To do » An accurate, complete copy of the records below is required.

Region pointing data:
^^^^

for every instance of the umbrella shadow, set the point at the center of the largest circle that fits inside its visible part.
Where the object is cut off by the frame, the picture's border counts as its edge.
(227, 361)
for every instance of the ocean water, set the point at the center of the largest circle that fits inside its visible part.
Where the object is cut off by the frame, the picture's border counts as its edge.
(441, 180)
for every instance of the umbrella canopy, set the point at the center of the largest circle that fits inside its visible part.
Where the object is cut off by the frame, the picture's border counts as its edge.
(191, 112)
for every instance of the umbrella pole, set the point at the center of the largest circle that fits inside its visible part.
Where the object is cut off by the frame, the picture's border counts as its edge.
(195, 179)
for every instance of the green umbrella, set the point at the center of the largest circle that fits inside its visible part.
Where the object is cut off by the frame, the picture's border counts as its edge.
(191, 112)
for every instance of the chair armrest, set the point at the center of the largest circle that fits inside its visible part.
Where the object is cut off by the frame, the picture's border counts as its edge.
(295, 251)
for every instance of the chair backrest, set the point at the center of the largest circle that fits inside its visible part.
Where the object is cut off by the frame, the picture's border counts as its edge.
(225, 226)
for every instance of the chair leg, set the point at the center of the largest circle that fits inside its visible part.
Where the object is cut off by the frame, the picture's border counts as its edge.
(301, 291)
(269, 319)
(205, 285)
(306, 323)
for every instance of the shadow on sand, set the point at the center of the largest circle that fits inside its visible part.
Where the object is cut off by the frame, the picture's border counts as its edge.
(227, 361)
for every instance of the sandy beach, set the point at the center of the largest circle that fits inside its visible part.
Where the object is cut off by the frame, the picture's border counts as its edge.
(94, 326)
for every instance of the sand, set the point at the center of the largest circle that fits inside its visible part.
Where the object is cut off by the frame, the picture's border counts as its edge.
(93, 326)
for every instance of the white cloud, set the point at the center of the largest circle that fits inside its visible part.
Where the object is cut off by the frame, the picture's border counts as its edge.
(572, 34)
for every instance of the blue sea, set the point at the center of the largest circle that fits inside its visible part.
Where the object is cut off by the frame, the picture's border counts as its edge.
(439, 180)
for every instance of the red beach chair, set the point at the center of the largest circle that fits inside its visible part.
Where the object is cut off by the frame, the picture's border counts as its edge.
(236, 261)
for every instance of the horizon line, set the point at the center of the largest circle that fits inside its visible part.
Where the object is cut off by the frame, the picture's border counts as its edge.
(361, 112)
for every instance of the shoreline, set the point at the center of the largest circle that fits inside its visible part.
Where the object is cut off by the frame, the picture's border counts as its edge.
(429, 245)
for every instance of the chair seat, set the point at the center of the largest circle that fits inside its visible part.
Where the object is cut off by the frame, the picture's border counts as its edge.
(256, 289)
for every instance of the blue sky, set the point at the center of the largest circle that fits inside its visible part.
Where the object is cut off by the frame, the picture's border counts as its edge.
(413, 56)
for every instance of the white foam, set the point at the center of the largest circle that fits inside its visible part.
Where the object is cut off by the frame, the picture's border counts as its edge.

^^^^

Result of the exercise »
for every instance of the umbrella shadow, set the point at the center of the largest circle that fits inside its visible part.
Where the object is cut off by the frame, the picture's border counts as its edge.
(227, 361)
for every instance of the ocean water, set the point at the center of the largest circle that fits inside its visible part.
Where the object is cut off by the frame, the picture's border counts as its edge.
(441, 180)
for every instance of the umbrella canopy, set the point at the center of the largest circle that fits inside its visible part.
Where the object is cut off by the frame, the picture's border counts as its edge.
(191, 112)
for every instance of the umbrella pole, set the point at the center of the largest circle that fits inside its visible part.
Where the object is cut off by the frame, the picture's border counts as its edge.
(195, 179)
for every instance of the green umbrella, set the point at the center of the largest circle that fits inside its visible part.
Where the object is cut off by the frame, the picture's border counts as its edge.
(191, 112)
for every instance of the chair armrest, set the point at the center of the largest circle that fits inside its visible part.
Where the object is cut off by the frame, the picture's border counts as its edge.
(295, 251)
for every instance of the chair backrest, set the point at the center of the largest circle that fits inside its visible part.
Where the object is cut off by the frame, the picture's border counts as its edge.
(225, 226)
for every instance of the chair leg, set the point at the center of the largest circle that fits inside its visible part.
Where the object is cut off by the frame, the picture's border counts as its edge.
(301, 291)
(269, 319)
(205, 285)
(306, 323)
for every instance of the shadow on sand, set the point at the center of the largest circle that fits inside its visible part.
Where the object is cut off by the frame, the picture's border counts as its edge.
(227, 361)
for every instance of the sandy beach, set the point at the center of the largest circle that fits inside its visible part.
Where the object is cut off by the frame, the picture's border counts as its edge.
(94, 326)
for every instance of the sand, set the point at the center of the largest circle that fits inside its visible part.
Where the object is cut off by the frame, the picture's border counts as its edge.
(93, 326)
for every instance of the white cloud, set the point at the center of the largest circle that fits inside its visible part.
Where the object is cut off by the frame, the picture's border counts as its edge.
(572, 34)
for every instance of the blue sea, set the point at the center of the largest circle that fits inside its visible part.
Where the object is cut off by the frame, the picture's border counts as its edge.
(439, 180)
for every instance of the red beach chair, set the point at the center of the largest circle that fits inside its visible part.
Where the object is cut off by the frame, the picture's border counts as its edge.
(236, 261)
for every instance of the horizon line, set the point at the center of the largest circle that fits inside its visible part.
Where the object is cut off by the frame, the picture's border counts as its edge.
(361, 112)
for every instance of the shoreline, set the point at the center of the largest circle that fits inside its visible part.
Where the object is cut off by the frame, the picture's border counts as its edge.
(429, 245)
for every instance of the chair seat, set the point at the center of the largest circle that fits inside its visible part.
Where the object is cut off by the frame, the picture's border counts as its edge.
(256, 289)
for every instance of the blue sky, set the point at the center of the largest circle that fits inside its visible part.
Where the object is cut off by the frame, the picture's border counts as its edge.
(413, 56)
for every instance of the white foam, set the point at the center of the largest circle that fits inside its visible part.
Where the object is cut off by the frame, the picture's border counts as its edge.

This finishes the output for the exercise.